REQUIRED TASK
Copy the entries below word for word, starting with the line that contains "Where can the front lawn" and ending at the last entry, both included. Leave the pictures out of your copy.

PROVIDED INFORMATION

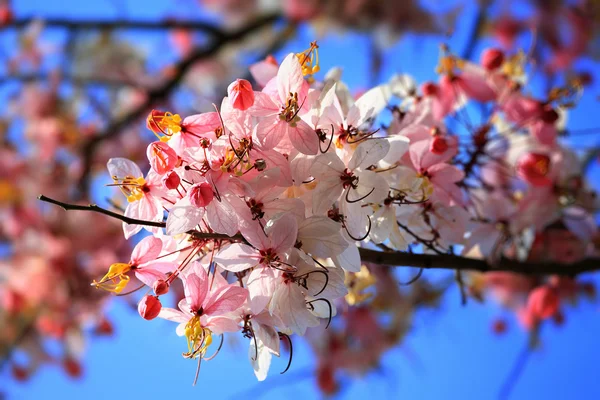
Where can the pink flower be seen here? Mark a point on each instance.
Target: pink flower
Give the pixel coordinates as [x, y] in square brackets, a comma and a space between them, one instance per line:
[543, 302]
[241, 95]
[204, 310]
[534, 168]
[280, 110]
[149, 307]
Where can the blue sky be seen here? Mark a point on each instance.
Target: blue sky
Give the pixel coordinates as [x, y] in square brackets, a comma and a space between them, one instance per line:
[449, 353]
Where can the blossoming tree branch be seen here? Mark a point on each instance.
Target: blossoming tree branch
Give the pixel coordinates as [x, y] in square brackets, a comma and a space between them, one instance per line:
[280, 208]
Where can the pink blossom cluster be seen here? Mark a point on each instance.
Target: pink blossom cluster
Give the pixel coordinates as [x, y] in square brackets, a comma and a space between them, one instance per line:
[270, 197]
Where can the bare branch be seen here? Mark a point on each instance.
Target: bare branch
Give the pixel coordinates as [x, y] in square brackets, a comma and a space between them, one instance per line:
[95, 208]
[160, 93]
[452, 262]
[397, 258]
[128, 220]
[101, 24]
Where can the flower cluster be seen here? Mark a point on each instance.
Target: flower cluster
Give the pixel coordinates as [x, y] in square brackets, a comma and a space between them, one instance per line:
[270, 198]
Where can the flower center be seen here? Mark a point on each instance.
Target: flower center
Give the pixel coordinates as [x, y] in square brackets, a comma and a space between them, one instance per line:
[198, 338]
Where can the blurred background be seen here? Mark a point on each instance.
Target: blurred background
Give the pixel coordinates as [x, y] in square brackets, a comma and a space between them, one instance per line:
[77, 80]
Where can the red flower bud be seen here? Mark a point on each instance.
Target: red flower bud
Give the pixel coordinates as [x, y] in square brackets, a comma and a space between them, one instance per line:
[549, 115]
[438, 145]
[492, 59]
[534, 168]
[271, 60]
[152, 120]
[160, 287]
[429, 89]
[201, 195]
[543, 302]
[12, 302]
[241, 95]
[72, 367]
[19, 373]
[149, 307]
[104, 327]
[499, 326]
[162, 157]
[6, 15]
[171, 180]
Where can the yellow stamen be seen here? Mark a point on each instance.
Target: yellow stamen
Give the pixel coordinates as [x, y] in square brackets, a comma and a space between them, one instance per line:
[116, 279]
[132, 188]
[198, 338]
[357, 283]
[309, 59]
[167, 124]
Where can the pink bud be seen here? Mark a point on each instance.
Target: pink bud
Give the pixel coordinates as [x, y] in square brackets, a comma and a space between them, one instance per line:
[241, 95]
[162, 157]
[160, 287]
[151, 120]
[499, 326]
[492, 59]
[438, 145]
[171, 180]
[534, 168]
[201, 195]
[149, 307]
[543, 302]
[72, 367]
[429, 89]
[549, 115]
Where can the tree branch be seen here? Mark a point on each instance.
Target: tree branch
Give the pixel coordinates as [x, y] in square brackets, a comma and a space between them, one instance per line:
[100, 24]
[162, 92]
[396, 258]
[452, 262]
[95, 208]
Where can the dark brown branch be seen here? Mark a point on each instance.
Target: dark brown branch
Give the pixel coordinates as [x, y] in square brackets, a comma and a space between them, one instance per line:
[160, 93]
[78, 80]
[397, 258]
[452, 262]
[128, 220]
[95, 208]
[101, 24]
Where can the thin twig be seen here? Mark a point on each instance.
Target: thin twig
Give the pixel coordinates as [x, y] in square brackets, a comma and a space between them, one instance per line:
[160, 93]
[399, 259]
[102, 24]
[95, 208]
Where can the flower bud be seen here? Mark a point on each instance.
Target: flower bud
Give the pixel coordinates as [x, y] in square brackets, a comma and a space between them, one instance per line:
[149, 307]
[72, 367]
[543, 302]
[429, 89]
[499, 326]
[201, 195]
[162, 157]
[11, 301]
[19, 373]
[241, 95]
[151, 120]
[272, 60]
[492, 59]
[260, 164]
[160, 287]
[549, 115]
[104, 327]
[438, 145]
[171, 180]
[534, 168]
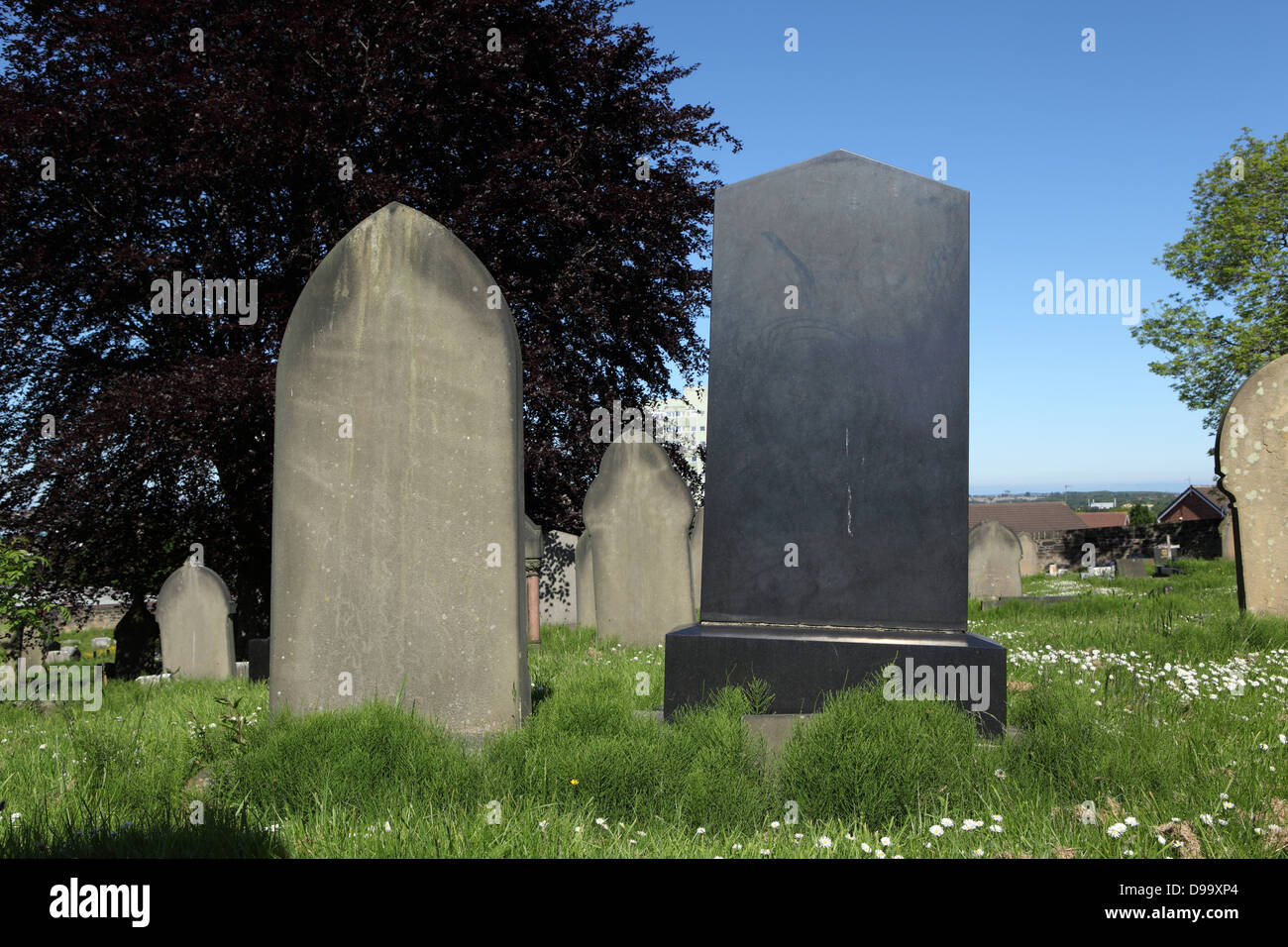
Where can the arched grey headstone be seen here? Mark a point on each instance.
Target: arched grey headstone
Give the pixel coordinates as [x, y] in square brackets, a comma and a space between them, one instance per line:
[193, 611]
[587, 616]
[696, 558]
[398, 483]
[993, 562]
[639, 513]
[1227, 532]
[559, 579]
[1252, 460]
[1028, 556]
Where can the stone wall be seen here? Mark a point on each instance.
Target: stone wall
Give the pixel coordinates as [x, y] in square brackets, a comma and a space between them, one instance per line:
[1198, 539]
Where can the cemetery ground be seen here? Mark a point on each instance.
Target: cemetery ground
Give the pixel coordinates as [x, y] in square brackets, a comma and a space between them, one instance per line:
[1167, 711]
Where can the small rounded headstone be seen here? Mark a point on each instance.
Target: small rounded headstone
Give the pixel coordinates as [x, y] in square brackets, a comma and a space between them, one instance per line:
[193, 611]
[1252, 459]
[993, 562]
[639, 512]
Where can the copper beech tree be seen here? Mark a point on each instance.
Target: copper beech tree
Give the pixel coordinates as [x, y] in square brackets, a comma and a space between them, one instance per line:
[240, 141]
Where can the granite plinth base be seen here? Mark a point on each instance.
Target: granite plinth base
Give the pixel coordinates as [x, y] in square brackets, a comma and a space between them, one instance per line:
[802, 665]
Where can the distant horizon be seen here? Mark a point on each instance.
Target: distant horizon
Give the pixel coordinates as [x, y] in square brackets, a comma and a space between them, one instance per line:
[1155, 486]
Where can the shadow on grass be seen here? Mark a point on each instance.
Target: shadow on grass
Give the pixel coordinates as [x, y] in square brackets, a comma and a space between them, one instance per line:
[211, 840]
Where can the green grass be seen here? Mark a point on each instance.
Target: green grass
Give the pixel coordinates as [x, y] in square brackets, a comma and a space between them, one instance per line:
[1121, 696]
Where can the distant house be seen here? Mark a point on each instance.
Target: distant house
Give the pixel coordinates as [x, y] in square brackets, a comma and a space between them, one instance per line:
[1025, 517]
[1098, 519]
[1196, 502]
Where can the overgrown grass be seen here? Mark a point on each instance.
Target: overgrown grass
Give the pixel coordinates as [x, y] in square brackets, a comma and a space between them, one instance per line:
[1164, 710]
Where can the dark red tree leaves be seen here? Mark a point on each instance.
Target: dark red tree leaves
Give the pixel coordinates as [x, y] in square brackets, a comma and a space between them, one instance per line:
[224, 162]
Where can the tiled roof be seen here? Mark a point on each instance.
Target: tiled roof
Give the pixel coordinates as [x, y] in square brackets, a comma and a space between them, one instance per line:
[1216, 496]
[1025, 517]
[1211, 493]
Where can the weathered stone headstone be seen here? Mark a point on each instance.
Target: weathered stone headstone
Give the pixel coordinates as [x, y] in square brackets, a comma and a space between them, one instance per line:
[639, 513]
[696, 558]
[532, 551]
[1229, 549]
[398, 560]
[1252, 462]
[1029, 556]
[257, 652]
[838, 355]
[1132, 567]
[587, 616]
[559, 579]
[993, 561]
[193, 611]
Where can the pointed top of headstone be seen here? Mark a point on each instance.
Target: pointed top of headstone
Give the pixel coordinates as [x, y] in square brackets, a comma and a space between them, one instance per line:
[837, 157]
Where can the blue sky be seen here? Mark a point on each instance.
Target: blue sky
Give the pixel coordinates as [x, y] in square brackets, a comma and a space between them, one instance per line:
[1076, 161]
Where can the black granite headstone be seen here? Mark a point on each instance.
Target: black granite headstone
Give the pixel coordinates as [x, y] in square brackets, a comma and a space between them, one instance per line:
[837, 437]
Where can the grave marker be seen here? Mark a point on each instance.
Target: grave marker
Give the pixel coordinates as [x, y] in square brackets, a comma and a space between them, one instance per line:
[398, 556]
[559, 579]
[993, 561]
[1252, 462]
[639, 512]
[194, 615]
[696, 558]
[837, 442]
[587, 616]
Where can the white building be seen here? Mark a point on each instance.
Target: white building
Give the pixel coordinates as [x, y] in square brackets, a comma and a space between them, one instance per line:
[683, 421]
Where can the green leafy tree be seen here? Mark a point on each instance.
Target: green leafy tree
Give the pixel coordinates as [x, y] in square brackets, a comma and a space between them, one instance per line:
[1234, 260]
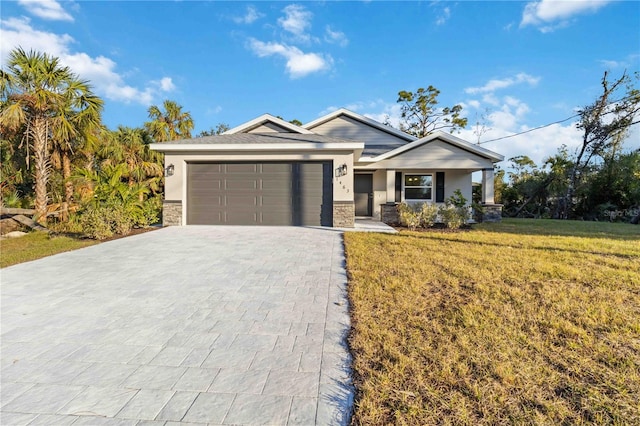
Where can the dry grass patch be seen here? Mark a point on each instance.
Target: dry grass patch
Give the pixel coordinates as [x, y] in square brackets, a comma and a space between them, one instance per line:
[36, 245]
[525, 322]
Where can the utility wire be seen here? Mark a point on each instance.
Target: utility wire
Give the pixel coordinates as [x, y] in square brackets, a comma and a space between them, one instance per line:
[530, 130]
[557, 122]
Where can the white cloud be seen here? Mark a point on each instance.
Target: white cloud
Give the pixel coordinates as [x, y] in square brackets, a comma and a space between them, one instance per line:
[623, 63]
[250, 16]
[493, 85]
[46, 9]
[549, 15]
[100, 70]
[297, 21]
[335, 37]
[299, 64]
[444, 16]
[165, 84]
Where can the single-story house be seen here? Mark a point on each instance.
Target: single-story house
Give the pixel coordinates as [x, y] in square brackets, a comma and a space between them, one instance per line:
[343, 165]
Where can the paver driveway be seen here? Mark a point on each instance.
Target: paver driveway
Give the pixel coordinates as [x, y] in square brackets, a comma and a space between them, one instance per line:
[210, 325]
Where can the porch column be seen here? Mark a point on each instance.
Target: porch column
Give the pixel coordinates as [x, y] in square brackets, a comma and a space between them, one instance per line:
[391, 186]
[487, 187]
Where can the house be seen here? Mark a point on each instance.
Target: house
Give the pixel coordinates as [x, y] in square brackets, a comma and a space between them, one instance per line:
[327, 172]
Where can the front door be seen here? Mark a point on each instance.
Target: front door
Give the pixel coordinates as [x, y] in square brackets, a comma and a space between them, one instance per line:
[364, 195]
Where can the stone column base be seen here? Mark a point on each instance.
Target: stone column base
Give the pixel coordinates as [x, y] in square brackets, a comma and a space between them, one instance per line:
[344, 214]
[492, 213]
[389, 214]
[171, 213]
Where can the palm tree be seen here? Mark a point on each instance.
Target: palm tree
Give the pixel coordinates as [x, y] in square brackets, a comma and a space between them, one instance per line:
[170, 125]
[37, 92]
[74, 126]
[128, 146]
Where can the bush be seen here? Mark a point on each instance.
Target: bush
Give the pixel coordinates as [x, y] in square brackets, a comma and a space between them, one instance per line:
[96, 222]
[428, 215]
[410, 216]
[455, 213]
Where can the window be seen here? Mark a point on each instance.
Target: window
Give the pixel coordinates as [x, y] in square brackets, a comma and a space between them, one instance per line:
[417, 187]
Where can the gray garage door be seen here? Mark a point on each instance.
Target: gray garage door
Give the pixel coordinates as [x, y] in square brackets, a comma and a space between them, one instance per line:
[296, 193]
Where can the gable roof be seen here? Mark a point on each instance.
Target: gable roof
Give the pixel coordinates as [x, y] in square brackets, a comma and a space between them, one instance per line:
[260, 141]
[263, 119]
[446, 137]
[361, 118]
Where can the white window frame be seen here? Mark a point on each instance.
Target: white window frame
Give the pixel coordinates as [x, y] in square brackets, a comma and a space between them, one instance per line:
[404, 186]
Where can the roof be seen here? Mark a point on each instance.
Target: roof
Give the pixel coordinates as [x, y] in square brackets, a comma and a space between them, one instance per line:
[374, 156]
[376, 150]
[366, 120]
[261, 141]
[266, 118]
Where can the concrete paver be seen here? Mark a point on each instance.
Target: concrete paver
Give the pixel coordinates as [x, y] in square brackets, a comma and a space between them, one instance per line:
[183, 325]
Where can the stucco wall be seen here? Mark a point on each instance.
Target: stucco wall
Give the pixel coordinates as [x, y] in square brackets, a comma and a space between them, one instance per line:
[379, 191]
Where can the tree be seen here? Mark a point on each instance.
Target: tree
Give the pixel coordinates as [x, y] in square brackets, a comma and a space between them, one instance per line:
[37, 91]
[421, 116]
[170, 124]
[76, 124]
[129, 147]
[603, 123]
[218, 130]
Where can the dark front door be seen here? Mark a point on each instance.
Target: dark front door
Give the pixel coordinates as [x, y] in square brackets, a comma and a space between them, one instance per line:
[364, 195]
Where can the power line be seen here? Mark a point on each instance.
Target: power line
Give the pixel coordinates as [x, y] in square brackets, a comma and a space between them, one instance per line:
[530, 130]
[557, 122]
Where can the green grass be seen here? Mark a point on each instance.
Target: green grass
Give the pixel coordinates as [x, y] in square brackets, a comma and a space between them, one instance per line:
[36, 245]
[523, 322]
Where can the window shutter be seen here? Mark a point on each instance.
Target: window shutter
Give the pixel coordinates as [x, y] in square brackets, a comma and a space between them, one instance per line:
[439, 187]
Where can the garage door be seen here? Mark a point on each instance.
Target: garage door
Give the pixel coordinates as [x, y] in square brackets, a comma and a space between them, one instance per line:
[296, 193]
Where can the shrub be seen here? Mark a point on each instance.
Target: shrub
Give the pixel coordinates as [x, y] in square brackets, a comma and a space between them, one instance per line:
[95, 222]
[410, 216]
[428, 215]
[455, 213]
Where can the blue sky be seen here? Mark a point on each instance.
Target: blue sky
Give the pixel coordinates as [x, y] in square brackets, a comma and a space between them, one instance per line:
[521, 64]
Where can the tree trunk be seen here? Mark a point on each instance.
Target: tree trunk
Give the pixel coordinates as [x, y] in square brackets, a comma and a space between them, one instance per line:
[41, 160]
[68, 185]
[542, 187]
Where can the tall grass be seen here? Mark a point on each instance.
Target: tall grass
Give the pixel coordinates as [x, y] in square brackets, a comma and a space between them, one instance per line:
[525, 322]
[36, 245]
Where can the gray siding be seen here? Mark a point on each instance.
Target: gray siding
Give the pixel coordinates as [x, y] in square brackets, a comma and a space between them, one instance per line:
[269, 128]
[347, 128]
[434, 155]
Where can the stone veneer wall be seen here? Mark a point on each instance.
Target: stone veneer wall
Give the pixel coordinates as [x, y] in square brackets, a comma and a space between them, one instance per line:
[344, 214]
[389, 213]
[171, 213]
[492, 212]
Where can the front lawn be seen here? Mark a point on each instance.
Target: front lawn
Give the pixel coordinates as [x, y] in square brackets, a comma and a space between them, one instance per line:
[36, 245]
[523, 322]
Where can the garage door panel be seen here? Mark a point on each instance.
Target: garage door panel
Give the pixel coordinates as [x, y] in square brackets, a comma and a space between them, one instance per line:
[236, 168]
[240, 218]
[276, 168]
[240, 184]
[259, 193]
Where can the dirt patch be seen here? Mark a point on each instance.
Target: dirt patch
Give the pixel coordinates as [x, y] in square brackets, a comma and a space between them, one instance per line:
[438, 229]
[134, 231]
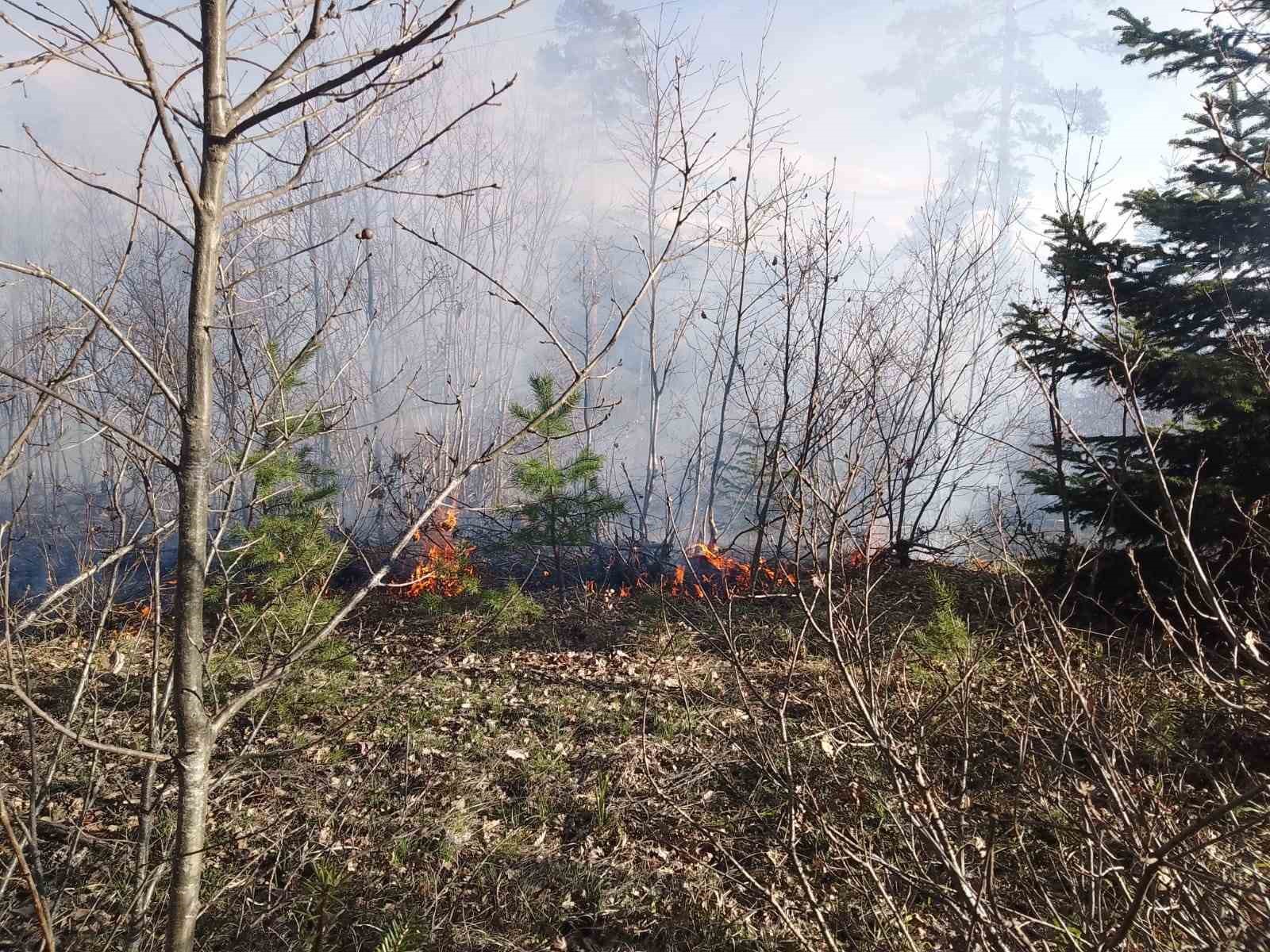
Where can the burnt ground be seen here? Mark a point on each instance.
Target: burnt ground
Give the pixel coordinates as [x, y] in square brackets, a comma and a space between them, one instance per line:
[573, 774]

RESULT OF THE EXERCISE
Where can the front lawn be seen here? Mark a point on each instance.
Target: front lawn
Give the pixel coordinates as [x, y] in square brackets, a comma and a space between them, one instance per line:
[36, 245]
[523, 322]
Where can the garage door panel be seen here? Mark a point on each instance.
Target: garage door panel
Give the pixel coordinates as [x, y] in square brackets, a comma and a space between them, one instance per line:
[236, 168]
[240, 218]
[276, 168]
[240, 184]
[259, 193]
Where can the dirt patch be seen here? Mark a point on each instance.
Target: dirt patch
Give the pixel coordinates as [x, y] in square brackets, a comma and a space between them, one instance per line:
[438, 229]
[134, 231]
Where can the burnt ground be seen here? Mark a point on each instance.
Target: burnt ground
Give the pixel coordinates as [x, y] in square brackets, a comma and a space between them, one instance per line:
[573, 774]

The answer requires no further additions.